• Items listed in a dataset

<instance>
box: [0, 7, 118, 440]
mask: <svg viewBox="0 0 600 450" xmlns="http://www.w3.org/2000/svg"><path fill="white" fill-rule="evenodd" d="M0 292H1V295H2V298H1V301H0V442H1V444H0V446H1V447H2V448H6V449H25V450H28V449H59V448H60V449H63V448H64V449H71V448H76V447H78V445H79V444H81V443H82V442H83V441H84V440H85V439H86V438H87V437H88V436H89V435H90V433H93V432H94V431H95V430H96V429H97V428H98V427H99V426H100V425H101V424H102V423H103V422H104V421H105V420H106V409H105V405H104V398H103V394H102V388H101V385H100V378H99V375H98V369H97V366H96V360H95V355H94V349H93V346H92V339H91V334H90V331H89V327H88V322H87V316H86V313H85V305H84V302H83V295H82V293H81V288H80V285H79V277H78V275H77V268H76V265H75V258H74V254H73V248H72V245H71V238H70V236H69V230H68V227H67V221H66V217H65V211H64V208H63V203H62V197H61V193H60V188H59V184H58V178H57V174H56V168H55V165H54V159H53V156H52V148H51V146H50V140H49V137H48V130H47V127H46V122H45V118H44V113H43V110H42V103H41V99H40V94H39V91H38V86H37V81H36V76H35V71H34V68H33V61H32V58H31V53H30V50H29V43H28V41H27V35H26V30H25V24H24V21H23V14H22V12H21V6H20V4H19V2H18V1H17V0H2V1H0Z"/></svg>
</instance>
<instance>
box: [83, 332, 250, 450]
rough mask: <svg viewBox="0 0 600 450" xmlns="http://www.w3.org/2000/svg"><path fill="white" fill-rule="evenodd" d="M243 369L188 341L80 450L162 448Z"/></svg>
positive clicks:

• PROBLEM DESCRIPTION
List every line of the records above that contains the string "viewBox", matching case exactly.

• OUTPUT OF THE TASK
mask: <svg viewBox="0 0 600 450" xmlns="http://www.w3.org/2000/svg"><path fill="white" fill-rule="evenodd" d="M0 292H1V295H2V298H1V301H0V442H1V444H0V446H1V447H2V448H6V449H25V450H28V449H59V448H60V449H63V448H64V449H71V448H76V447H78V445H79V444H81V443H82V442H83V441H84V440H85V439H86V438H87V437H88V436H89V435H90V433H93V432H94V431H95V430H96V429H97V428H98V427H99V426H100V425H101V424H102V423H103V422H104V421H105V420H106V409H105V405H104V398H103V394H102V388H101V385H100V378H99V375H98V369H97V366H96V360H95V355H94V349H93V346H92V339H91V334H90V331H89V327H88V322H87V316H86V313H85V305H84V302H83V295H82V293H81V288H80V285H79V277H78V275H77V268H76V265H75V258H74V254H73V248H72V245H71V238H70V236H69V230H68V227H67V221H66V217H65V211H64V208H63V203H62V197H61V193H60V188H59V184H58V178H57V174H56V168H55V165H54V159H53V156H52V148H51V146H50V140H49V137H48V130H47V127H46V122H45V118H44V113H43V110H42V103H41V99H40V94H39V91H38V86H37V81H36V76H35V71H34V68H33V61H32V58H31V53H30V50H29V43H28V41H27V35H26V30H25V24H24V21H23V14H22V12H21V6H20V4H19V2H18V1H17V0H2V1H0Z"/></svg>
rough mask: <svg viewBox="0 0 600 450" xmlns="http://www.w3.org/2000/svg"><path fill="white" fill-rule="evenodd" d="M243 369L188 341L80 450L162 448Z"/></svg>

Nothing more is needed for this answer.